> Text for analysis:
------------------------------------------------

A recent Penn study has linked teenage driving accidents to the rate of brain development in adolescents. The results suggest that teenagers with slower working memory growth are more likely to be involved in accidents.
The study was the first to compare motor vehicle accidents to working memory by following a group of participants over a long period of time. It was conducted by researchers from the Annenberg Public Policy Center, the Perelman School of Medicine, and the Children's Hospital of Philadelphia.
The study, published in JAMA Network Open, looked at 118 youth from Philadelphia from their preteen years up to ages 18-20. Over the course of eight years, the subjects took tests to examine working memory development and risk-taking tendencies. Working memory, a brain process that develops through adolescence and into the twenties, is associated with complex, moment-to-moment tasks such as adjusting speed, steering, monitoring the vehicle and surroundings, and other tasks essential to driving.
The researchers, led by Annenberg and CHOP postdoctoral fellow Elizabeth Walshe, found teenagers with slower working memory development were more likely to report being involved in a car accident.

------------------------------------------------

> Things to do:
1. Print the section of the passage on teen driving accidents that begins at the words "The study was" and stops after the words "essential to driving.".
2. According to the passage on teen driving accidents, how many youth did the study look at?
3. Decide whether each statement agrees with the passage on teen driving accidents, answering yes or no and quoting the words that settle it: (a) The study was published in JAMA Network Open. (b) The subjects took tests over a period of five years. (c) Elizabeth Walshe led the researchers.
These dataset entries have no connection to the passage on teen driving accidents.

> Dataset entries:
------------------------------------------------

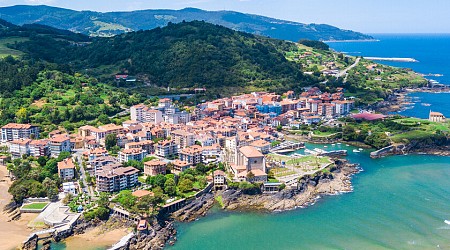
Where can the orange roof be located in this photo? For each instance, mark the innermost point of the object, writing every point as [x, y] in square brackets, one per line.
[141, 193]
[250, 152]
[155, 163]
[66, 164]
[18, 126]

------------------------------------------------

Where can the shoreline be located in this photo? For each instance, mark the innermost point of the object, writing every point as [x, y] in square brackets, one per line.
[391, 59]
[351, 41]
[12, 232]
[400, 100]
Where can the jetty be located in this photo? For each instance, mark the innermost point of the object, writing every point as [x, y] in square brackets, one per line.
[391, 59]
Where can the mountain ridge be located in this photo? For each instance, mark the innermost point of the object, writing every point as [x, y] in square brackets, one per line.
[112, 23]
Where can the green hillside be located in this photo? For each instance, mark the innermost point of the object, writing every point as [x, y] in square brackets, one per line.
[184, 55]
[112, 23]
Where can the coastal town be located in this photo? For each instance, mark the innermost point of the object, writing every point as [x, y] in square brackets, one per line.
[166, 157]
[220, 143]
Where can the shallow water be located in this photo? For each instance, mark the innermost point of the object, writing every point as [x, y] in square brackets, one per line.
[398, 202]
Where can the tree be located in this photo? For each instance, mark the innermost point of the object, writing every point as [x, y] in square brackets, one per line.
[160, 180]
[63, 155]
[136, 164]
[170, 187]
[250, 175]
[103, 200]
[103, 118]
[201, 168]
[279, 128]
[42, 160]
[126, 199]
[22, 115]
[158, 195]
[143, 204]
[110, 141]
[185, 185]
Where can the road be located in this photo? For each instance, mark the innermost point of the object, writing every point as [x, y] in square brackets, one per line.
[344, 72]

------------------------------------------------

> Solution list:
1.
The study was the first to compare motor vehicle accidents to working memory by following a group of participants over a long period of time. It was conducted by researchers from the Annenberg Public Policy Center, the Perelman School of Medicine, and the Children's Hospital of Philadelphia.
The study, published in JAMA Network Open, looked at 118 youth from Philadelphia from their preteen years up to ages 18-20. Over the course of eight years, the subjects took tests to examine working memory development and risk-taking tendencies. Working memory, a brain process that develops through adolescence and into the twenties, is associated with complex, moment-to-moment tasks such as adjusting speed, steering, monitoring the vehicle and surroundings, and other tasks essential to driving.

2. 118 youth from Philadelphia.

3.
(a) Yes: "The study, published in JAMA Network Open"
(b) No: "Over the course of eight years, the subjects took tests"
(c) Yes: "The researchers, led by Annenberg and CHOP postdoctoral fellow Elizabeth Walshe"